Work instructions: Only the lines from the one containing "background, shaped like this sample" to the end of the entries should be written out, each exactly as it stands, both ends included.
** Start of Record extracts **
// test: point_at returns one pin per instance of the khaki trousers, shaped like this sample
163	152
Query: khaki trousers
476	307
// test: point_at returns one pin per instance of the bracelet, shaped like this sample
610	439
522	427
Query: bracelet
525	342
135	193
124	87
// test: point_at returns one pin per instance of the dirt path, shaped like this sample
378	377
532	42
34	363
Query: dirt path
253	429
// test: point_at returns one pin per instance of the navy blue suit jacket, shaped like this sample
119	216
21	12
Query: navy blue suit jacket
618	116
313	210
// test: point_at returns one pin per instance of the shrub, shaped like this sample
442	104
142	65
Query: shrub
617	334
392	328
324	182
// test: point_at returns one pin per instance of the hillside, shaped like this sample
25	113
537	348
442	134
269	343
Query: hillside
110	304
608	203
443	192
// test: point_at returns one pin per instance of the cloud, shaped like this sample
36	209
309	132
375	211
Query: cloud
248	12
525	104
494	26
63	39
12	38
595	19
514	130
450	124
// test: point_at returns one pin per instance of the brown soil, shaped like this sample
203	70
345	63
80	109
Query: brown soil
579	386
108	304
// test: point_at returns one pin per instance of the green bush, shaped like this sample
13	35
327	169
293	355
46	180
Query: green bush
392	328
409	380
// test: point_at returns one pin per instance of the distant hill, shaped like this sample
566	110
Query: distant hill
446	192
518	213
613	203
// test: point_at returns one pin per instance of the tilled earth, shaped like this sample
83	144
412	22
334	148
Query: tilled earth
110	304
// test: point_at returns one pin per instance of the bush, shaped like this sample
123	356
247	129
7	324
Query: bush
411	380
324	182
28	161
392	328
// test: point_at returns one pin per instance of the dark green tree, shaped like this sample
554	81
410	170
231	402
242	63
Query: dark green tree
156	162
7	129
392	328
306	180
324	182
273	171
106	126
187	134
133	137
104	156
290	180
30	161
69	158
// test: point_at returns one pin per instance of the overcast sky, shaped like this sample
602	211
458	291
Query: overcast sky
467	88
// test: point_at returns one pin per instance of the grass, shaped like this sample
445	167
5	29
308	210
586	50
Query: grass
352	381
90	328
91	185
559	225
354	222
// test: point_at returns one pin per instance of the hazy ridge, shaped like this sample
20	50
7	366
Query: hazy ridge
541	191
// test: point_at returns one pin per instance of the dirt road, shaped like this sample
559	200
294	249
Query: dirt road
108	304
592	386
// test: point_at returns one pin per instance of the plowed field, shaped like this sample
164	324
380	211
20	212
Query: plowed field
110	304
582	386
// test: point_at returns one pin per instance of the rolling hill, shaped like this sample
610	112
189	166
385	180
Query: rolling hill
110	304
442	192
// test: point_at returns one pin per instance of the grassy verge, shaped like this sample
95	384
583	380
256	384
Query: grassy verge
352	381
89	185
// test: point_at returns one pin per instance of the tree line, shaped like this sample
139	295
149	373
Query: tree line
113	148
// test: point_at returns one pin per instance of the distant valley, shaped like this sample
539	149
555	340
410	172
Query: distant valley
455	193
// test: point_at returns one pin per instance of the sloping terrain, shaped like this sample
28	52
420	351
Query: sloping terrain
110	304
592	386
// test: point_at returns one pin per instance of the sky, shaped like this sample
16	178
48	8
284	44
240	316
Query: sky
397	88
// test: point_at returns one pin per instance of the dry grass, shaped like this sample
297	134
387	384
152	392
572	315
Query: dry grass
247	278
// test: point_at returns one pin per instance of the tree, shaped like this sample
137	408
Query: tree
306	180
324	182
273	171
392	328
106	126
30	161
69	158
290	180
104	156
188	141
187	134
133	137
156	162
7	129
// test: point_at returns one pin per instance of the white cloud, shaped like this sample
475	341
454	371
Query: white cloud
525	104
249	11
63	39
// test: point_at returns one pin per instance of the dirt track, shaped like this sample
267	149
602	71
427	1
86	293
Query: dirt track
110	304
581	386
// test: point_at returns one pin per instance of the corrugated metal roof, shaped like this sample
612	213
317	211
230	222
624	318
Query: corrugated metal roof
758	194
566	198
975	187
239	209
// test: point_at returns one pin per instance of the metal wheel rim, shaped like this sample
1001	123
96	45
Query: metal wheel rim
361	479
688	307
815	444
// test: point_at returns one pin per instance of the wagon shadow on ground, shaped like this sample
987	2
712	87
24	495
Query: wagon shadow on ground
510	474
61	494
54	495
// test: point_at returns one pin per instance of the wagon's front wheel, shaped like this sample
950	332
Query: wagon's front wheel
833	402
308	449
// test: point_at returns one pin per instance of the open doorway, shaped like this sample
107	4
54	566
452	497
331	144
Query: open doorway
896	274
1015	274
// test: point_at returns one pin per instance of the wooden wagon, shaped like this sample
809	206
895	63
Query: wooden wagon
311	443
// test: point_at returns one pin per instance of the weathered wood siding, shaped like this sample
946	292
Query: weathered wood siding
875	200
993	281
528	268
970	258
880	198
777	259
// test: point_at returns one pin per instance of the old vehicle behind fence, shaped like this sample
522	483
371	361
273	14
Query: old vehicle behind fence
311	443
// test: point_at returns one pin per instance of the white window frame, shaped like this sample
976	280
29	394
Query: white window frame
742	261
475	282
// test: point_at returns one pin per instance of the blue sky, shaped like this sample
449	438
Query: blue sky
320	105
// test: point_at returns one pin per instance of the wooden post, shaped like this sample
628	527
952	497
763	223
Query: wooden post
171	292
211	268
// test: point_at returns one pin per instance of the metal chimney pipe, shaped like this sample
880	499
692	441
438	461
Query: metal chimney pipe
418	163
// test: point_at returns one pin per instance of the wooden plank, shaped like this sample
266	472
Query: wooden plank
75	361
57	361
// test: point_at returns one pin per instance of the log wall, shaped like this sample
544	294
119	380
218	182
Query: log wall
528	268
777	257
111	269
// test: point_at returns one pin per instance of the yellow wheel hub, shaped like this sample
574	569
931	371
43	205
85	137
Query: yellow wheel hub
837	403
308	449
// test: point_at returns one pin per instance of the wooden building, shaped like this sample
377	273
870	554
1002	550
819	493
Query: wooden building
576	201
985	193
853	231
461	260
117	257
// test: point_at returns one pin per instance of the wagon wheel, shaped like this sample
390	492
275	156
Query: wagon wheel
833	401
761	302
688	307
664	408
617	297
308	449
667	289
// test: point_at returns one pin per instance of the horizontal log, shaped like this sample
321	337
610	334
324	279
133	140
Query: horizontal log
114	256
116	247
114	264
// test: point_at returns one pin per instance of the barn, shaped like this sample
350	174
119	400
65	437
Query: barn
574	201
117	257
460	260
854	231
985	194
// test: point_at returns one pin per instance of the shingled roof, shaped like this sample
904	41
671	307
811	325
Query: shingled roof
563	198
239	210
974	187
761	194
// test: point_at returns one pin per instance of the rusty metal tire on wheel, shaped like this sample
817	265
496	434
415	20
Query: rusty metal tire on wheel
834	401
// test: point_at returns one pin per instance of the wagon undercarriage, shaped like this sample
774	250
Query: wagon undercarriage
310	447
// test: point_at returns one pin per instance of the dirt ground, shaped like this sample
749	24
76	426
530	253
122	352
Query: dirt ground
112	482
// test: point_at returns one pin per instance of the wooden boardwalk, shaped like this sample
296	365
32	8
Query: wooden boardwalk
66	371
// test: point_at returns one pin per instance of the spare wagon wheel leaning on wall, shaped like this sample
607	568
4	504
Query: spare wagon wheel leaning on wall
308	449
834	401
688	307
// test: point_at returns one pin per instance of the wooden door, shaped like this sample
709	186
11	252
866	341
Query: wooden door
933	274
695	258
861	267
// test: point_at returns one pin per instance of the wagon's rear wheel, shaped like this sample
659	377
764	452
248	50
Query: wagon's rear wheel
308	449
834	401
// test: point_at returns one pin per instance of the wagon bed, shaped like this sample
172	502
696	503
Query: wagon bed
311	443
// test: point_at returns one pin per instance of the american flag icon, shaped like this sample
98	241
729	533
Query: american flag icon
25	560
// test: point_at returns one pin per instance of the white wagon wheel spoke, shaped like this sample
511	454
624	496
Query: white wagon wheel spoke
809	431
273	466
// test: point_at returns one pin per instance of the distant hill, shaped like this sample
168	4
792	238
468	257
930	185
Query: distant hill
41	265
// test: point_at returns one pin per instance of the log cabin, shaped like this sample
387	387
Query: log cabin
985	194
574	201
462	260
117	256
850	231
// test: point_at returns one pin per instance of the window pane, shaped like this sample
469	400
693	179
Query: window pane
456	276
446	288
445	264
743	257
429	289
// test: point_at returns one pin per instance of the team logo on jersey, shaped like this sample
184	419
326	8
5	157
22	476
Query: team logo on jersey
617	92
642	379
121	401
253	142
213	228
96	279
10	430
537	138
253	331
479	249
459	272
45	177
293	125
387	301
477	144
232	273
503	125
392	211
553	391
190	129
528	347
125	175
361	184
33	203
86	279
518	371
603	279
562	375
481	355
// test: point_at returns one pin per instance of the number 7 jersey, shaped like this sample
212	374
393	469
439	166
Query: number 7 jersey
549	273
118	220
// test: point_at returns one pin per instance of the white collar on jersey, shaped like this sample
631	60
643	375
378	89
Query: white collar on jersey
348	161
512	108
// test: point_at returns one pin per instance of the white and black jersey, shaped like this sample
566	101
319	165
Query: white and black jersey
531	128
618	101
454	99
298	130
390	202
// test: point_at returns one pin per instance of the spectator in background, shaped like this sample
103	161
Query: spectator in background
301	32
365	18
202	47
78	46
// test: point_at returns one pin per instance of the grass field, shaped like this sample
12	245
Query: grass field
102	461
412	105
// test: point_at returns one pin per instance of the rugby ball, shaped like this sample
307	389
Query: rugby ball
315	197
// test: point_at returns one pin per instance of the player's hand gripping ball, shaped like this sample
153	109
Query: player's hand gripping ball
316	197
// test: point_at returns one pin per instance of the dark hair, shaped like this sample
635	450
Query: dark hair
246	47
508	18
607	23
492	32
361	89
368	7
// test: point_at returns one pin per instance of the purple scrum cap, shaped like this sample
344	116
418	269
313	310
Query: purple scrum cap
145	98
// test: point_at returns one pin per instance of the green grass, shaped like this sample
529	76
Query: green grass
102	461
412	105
** End of Record extracts **
Response to this task:
// test: point_at returns one pin per instance of the spectator in background, shaped like this sample
103	161
Query: spectator in background
301	32
365	18
202	47
78	46
// test: point_at returns one pin per instance of the grass field, shaped like this sample
12	245
Query: grass field
102	461
412	105
// test: point_at returns one pin per instance of the rugby ball, shaped like this sample
307	389
Query: rugby ball
315	197
// test: point_at returns one pin per instance of the player's hand gripping ball, shaped like this sample
153	109
Query: player's hand gripping ball
316	197
// test: point_at returns one pin per instance of the dark hair, shaped like this sample
635	450
Query: dark hair
246	47
508	18
607	23
492	32
361	89
368	7
// test: point_at returns one pin per instance of the purple scrum cap, shaped like this sample
344	116
418	269
313	310
Query: purple scrum cap
145	98
// test: point_at returns one pin per instance of the green grass, shaped like this sample
529	76
Query: green grass
102	461
412	105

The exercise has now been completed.